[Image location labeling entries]

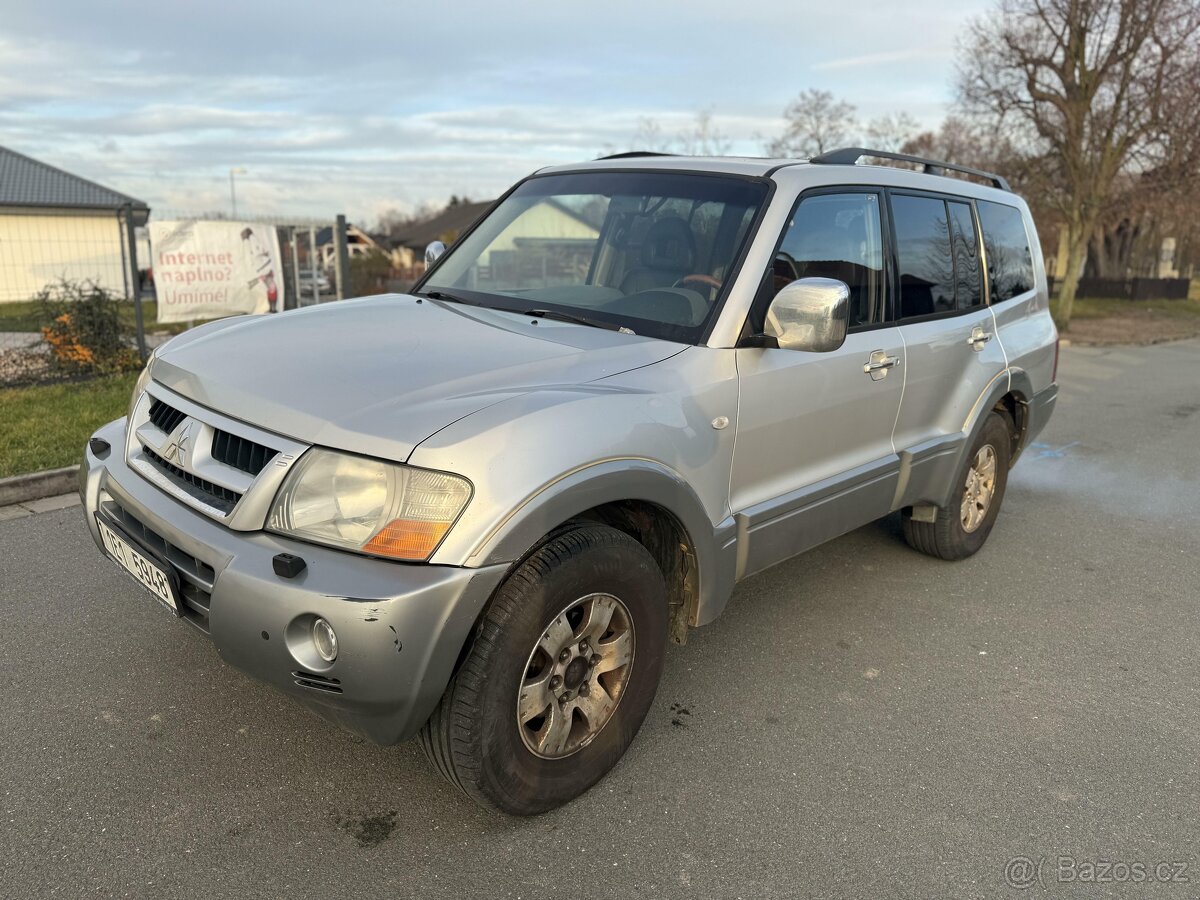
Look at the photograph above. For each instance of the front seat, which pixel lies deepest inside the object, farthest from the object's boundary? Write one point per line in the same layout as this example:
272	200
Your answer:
669	252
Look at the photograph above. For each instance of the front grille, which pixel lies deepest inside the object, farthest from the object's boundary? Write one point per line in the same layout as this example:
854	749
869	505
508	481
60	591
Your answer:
196	576
240	453
222	498
165	418
316	682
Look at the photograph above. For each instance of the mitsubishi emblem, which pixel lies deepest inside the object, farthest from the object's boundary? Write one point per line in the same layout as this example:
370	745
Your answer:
177	450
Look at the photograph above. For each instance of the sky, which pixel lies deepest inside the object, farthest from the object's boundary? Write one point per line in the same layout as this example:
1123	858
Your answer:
360	108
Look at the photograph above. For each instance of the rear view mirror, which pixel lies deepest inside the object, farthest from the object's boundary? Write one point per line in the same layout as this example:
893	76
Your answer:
810	315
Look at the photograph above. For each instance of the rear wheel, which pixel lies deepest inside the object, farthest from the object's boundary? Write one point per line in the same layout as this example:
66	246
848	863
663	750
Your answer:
562	672
964	526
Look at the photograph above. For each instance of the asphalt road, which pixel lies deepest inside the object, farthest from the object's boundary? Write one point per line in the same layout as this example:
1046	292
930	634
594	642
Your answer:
862	723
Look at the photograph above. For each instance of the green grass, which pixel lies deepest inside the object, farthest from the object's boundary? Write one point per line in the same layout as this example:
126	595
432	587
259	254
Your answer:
23	316
46	426
1101	309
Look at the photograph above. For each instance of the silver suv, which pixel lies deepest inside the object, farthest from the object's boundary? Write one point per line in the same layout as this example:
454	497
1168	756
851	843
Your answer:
479	511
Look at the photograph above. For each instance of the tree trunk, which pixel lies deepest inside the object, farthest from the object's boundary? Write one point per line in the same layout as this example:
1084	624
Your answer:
1077	251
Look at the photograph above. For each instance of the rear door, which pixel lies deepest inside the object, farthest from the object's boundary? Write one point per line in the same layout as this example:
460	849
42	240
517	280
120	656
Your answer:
814	455
952	351
1017	293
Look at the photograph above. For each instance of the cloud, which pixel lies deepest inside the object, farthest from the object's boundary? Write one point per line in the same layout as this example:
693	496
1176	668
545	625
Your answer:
875	59
363	112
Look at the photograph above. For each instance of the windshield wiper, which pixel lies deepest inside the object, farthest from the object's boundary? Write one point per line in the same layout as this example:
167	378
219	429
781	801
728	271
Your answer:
577	319
450	298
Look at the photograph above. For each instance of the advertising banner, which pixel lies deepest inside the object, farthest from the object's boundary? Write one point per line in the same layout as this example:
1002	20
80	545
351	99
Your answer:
204	270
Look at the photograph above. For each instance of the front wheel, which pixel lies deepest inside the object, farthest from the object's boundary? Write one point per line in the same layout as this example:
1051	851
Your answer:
562	671
964	526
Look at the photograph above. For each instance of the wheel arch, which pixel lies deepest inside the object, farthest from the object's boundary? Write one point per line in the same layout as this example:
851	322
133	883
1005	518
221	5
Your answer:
649	502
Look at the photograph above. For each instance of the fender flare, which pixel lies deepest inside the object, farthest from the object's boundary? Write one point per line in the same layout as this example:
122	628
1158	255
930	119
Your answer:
610	481
1011	381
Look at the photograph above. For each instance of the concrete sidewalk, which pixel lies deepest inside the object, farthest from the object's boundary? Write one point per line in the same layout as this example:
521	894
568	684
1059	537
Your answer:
46	504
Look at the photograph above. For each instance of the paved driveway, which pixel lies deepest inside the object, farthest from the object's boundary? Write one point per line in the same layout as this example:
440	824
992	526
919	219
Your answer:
862	723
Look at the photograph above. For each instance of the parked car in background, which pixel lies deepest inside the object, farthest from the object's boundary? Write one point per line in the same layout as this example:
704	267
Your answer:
307	280
477	513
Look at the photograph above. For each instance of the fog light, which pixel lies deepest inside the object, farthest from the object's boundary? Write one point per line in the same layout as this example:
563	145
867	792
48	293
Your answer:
324	640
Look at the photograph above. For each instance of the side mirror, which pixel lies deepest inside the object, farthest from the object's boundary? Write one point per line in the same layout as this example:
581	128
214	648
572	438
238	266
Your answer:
810	315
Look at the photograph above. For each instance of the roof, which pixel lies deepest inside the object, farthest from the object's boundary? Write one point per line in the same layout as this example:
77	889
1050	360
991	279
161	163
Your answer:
719	165
325	235
455	220
28	183
792	171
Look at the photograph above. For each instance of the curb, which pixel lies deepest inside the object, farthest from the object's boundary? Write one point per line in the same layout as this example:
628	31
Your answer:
36	485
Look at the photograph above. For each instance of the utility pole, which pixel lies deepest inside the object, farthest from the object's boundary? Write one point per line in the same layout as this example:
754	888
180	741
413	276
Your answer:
312	264
131	238
343	258
295	269
233	193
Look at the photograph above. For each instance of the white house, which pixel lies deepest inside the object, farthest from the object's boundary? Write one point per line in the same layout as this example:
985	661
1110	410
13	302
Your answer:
54	225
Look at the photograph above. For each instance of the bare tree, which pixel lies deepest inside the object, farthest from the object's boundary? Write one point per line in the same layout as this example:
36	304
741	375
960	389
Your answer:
703	138
1086	87
816	121
891	132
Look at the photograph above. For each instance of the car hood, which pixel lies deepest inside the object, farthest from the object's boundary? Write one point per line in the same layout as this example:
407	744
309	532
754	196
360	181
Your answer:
379	376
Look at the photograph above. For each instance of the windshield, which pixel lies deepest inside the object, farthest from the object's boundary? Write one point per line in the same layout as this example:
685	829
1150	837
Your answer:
645	251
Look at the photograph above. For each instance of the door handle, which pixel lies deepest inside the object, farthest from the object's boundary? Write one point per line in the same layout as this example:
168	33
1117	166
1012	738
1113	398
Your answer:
879	365
978	339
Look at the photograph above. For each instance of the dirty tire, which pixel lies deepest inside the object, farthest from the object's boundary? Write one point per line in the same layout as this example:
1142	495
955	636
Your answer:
473	737
947	538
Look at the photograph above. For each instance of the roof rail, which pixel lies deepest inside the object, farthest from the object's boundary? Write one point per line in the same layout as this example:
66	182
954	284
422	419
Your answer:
634	155
851	155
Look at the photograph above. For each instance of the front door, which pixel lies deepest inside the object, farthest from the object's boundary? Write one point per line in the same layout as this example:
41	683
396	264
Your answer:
952	351
814	455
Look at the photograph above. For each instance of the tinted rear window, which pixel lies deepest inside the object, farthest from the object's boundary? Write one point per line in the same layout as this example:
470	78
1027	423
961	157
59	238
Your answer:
967	277
923	250
1009	259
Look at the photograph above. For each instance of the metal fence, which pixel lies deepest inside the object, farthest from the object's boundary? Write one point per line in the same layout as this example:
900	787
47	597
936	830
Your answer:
49	259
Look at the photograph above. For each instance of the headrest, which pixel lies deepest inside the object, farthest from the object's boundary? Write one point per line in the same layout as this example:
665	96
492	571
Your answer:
669	246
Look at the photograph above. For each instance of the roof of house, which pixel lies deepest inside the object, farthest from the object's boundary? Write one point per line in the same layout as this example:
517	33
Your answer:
453	221
325	235
28	183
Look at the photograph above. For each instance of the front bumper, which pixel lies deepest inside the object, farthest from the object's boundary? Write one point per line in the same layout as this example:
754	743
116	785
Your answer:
400	628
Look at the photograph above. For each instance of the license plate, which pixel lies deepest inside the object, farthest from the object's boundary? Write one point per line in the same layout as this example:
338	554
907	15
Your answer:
151	575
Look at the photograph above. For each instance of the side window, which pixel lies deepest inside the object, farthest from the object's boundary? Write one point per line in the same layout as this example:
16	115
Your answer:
1009	259
923	251
967	277
837	235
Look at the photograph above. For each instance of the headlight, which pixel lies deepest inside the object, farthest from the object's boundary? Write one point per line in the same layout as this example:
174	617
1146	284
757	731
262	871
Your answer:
367	505
141	385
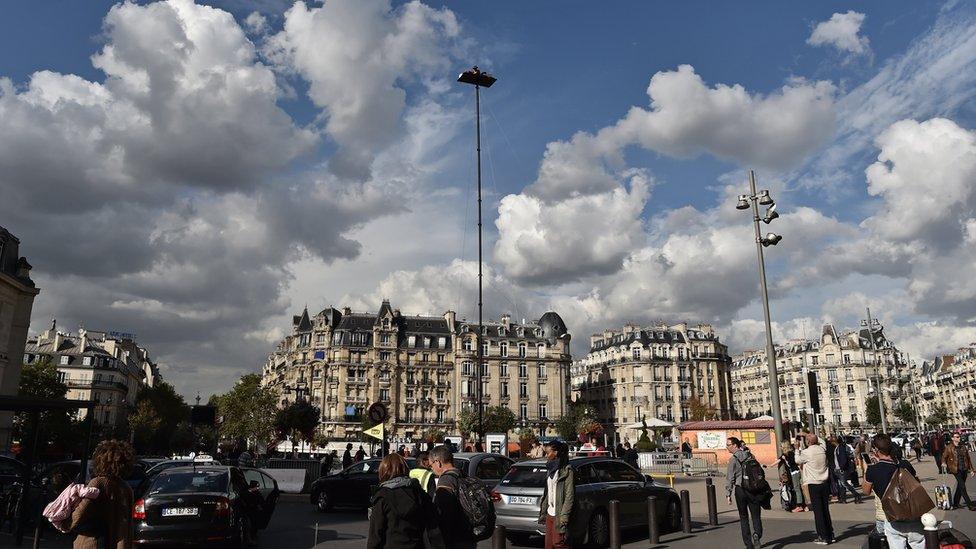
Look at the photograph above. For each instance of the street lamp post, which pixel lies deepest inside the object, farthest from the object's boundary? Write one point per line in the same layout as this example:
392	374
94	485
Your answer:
870	323
479	80
771	239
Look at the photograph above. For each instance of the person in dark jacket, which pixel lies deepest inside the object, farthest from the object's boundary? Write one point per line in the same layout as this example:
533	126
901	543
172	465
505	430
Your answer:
558	496
455	527
401	515
960	465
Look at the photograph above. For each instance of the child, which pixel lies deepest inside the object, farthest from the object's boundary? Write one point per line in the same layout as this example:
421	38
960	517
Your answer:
59	511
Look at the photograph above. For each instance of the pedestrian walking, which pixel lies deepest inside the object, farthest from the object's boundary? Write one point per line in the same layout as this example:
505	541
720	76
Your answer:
455	527
844	470
106	521
746	503
558	496
813	460
900	534
423	475
401	515
789	476
960	465
325	466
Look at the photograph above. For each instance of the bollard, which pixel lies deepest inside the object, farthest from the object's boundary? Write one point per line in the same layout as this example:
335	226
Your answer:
653	530
614	524
686	511
931	525
712	504
498	540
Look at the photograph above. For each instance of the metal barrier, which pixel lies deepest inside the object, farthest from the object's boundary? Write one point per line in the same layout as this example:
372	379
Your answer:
673	463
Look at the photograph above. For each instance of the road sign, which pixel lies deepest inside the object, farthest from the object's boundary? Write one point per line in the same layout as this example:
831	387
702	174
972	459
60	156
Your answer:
375	432
378	413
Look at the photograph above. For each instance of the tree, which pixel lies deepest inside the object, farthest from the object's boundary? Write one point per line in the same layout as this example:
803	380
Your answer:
297	421
497	419
700	411
940	415
246	411
872	411
59	430
905	412
970	413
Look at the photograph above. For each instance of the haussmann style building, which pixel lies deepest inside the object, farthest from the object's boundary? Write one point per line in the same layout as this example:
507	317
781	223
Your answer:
421	367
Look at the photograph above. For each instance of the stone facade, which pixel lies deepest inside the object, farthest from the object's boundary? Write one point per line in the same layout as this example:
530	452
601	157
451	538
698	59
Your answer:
17	292
950	381
106	368
421	367
655	369
843	365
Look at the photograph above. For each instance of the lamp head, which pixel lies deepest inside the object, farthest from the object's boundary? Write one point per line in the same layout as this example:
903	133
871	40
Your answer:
771	239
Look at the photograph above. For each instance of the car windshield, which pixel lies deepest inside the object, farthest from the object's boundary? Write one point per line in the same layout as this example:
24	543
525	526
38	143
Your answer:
525	477
181	482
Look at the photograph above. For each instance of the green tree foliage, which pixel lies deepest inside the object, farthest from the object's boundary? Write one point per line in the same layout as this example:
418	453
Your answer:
497	419
940	415
872	411
247	411
159	410
297	421
60	431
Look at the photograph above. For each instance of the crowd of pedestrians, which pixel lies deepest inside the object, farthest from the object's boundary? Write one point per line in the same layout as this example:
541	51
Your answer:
431	505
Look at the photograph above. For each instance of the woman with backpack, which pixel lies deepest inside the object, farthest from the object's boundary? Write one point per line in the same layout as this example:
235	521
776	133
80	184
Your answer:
789	476
401	513
960	465
558	496
106	521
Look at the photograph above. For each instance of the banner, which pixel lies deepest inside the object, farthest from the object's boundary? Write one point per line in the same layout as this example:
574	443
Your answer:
376	432
711	440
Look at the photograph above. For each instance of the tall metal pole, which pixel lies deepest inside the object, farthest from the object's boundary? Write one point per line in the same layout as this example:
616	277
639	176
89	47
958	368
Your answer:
874	352
770	350
481	424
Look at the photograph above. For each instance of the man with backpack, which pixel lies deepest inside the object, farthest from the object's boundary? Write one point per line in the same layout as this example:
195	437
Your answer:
813	459
900	534
744	481
464	508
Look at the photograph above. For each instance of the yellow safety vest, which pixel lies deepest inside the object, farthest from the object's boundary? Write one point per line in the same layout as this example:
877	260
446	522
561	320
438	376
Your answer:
422	475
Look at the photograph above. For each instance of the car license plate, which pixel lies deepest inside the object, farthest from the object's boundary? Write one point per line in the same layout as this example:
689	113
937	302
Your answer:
181	512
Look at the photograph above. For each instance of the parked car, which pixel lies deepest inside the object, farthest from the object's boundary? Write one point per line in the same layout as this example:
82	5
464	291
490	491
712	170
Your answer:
489	468
598	481
205	504
351	487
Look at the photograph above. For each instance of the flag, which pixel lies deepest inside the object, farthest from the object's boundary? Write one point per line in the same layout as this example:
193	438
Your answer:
376	431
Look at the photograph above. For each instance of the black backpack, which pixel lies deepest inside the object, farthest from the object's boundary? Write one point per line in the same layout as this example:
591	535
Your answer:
476	502
753	476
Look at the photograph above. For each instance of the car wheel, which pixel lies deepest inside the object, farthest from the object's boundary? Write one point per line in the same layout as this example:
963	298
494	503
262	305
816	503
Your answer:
598	530
323	501
673	518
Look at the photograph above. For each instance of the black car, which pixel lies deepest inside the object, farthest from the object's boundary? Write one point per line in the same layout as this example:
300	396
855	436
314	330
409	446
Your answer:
208	504
351	487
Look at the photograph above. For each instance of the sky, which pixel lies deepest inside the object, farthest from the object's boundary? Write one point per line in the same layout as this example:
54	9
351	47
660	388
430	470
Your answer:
196	173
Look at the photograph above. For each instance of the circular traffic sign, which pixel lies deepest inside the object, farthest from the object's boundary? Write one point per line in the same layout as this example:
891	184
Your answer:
377	412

> _The exercise_:
Copy the material word for word, starting at the line that contains "black backpack, which" and ending with the final line of the material.

> _Full solution_:
Look at the photograph above. For each instance of the black backpack, which pixel lies deepest inside the object, farthest from the object's boundary? Write one point per line in the same layout as this example:
591	535
Your answer:
476	502
753	476
Look at the photograph above. For each instance of the car wheel, which pixel lies deepest inside the object, farthest from the object's boundary? Write one point per line in the same layout as this example:
963	298
494	503
262	305
816	503
Your answer:
598	530
323	501
673	518
Look at the photograph above. For each instance of the black car, which pixel lies deepest inside the object, farthest from the object's boundary? Write one point per line in the same layout as this example:
300	396
855	436
314	330
409	446
Your answer:
208	504
351	487
Look at the photograph above. For each instance of the sky, which pixel lies deepest inside the object, farthest from the object's boundary? Write one point per line in the same layout as this example:
54	9
351	47
660	388
430	470
Your answer:
196	173
Look at the photograph above. For each instance of the circular traffic sign, which pixel lies deepest inside the object, farthest from the object's boundary? Write one point per line in the same layout as this example:
891	184
Your answer:
377	412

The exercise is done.